§ TASK DETAILS
Swap "building" for "structure" in the entries from the line containing "Would you be able to indicate the white stone" through the end of the entries, and write those lines out again with nothing else altered.

□ □ □ □

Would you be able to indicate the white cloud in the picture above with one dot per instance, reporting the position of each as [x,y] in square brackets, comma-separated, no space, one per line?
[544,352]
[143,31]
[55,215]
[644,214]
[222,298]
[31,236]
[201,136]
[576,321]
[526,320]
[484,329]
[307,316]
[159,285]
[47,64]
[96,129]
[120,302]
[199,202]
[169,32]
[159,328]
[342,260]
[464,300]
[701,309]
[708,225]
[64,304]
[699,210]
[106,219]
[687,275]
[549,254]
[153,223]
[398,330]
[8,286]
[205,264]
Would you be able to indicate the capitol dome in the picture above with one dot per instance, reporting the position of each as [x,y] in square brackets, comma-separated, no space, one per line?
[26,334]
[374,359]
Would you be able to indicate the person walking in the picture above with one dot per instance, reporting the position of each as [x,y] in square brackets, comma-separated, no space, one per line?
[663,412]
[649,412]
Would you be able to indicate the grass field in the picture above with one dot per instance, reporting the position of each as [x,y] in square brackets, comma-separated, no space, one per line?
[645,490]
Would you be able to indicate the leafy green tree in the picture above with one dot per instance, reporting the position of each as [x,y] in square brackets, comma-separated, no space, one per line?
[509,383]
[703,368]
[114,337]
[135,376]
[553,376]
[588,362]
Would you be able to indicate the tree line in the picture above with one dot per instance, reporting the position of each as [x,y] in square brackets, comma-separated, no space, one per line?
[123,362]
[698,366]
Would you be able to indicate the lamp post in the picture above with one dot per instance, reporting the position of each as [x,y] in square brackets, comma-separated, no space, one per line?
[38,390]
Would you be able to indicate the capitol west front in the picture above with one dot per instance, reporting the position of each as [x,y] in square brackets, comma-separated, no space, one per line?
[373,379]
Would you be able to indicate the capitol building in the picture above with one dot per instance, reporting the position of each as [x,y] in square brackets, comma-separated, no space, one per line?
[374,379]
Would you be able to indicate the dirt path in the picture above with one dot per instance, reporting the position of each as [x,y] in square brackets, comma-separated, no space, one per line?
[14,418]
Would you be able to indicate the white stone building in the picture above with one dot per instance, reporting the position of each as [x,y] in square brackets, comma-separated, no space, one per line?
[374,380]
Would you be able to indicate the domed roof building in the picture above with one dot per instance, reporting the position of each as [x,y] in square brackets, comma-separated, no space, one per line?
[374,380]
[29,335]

□ □ □ □

§ OUTPUT FOR THIS TASK
Would you be able to indicate the white stone structure in the picture above with one dot per instance, reporting the position of each as [x,y] in square brackets, comma-separated, no space, one per line?
[374,380]
Would you be able to indicate the domed roof structure in the picture above with one dot per instance, reporting the position of each as [x,y] in square brackets, comma-separated, no space, one per line?
[374,380]
[29,335]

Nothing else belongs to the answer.